Goal of the exercise.
Render every line of the entries below as a JSON list of strings, one string per line, with blank lines omitted.

Entries provided.
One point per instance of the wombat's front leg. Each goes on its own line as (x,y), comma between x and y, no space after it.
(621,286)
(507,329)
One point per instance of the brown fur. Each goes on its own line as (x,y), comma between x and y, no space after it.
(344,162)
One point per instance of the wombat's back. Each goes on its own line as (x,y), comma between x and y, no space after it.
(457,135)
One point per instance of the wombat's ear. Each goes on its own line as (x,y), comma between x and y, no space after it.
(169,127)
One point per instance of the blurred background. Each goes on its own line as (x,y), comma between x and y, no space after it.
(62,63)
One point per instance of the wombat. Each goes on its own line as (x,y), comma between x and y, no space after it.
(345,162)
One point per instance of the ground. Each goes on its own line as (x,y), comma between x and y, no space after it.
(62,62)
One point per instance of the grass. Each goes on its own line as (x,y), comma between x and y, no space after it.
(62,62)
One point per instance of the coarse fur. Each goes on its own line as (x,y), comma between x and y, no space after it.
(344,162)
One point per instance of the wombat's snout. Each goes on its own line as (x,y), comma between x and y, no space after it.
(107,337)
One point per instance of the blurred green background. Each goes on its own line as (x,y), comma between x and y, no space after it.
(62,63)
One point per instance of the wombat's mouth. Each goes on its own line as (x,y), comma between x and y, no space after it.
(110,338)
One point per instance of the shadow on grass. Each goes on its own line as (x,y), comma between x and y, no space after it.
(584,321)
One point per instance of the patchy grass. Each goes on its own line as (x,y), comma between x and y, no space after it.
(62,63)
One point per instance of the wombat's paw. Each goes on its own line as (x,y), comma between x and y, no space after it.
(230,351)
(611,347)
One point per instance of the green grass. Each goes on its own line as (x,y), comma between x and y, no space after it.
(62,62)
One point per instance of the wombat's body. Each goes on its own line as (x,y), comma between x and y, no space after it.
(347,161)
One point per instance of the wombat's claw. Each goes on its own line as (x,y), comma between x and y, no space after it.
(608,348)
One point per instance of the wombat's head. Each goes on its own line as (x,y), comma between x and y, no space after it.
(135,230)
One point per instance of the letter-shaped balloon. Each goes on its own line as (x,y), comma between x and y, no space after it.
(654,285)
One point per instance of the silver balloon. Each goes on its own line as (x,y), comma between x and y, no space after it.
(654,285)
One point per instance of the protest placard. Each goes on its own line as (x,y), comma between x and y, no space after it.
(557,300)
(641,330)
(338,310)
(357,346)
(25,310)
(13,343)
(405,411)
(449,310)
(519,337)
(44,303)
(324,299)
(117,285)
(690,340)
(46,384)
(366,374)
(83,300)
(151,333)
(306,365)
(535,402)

Output below.
[
  "One point per instance of the wombat's front leg. Each goes on its own line as (x,y), comma between x and y, no space after it.",
  "(621,286)",
  "(507,329)",
  "One point per instance of the brown fur. Each goes on its own line as (x,y), comma between x and y, no space after it.",
  "(344,162)",
  "One point per instance of the wombat's back. Each goes on its own line as (x,y), comma between x and y, no space after it.",
  "(457,135)",
  "One point per instance of the wombat's ear. Each goes on its own line as (x,y), comma between x and y, no space after it.",
  "(169,127)",
  "One point per instance of the blurred background. Each goes on its own line as (x,y), comma between x and y, no space after it.",
  "(62,63)",
  "One point per instance of the wombat. Each goes on its own line as (x,y), comma between x and y, no space after it.",
  "(345,162)",
  "One point per instance of the ground. Each goes on its own line as (x,y), comma between x and y, no space after it.",
  "(62,62)",
  "One point per instance of the grass. Each goes on its own line as (x,y), comma between x and y, no space after it.",
  "(62,62)",
  "One point per instance of the coarse fur. Each goes on its own line as (x,y), comma between x and y, no space after it.",
  "(344,162)",
  "One point per instance of the wombat's snout. Each goes on its own line as (x,y), comma between x and y, no space after it.",
  "(107,337)",
  "One point per instance of the blurred green background. Each goes on its own line as (x,y), comma between x and y, no space after it.",
  "(62,63)",
  "One point per instance of the wombat's mouth. Each goes on its own line as (x,y), comma between x and y, no space after it.",
  "(110,338)",
  "One point per instance of the shadow on grass. Each goes on its own line as (x,y), comma between x and y, no space after it.",
  "(584,321)",
  "One point per instance of the patchy grass. Each goes on its own line as (x,y), comma between x and y, no space after it.",
  "(62,63)",
  "One point per instance of the wombat's paw. Each goes on its own line as (x,y), comma between x and y, no space after it.",
  "(230,351)",
  "(611,347)",
  "One point per instance of the green grass. Each goes on its own line as (x,y), comma between x and y, no space after it.",
  "(62,62)",
  "One point per instance of the wombat's body. Each goes on its own line as (x,y), comma between x and y, no space after it.",
  "(347,161)",
  "One point per instance of the wombat's claw. Each goes on its own line as (x,y), comma between x and y, no space after it.",
  "(608,348)",
  "One point per instance of the wombat's head. Each goes on its own line as (x,y), comma between x and y, no space after it.",
  "(135,230)",
  "One point per instance of the letter-shaped balloon. Each goes on its own line as (x,y), comma between x and y, no space after it.",
  "(654,285)",
  "One point per instance of the silver balloon. Each goes on its own line as (x,y), comma between x and y, no space after it.",
  "(654,285)",
  "One point per instance of the protest placard. Each goes on its own line as (x,y), comma between x and y, no space after it.",
  "(557,300)",
  "(641,330)",
  "(338,310)",
  "(357,346)",
  "(25,310)",
  "(13,343)",
  "(405,411)",
  "(449,310)",
  "(519,337)",
  "(44,303)",
  "(324,299)",
  "(117,285)",
  "(690,340)",
  "(46,384)",
  "(366,374)",
  "(83,300)",
  "(151,333)",
  "(306,365)",
  "(535,402)"
]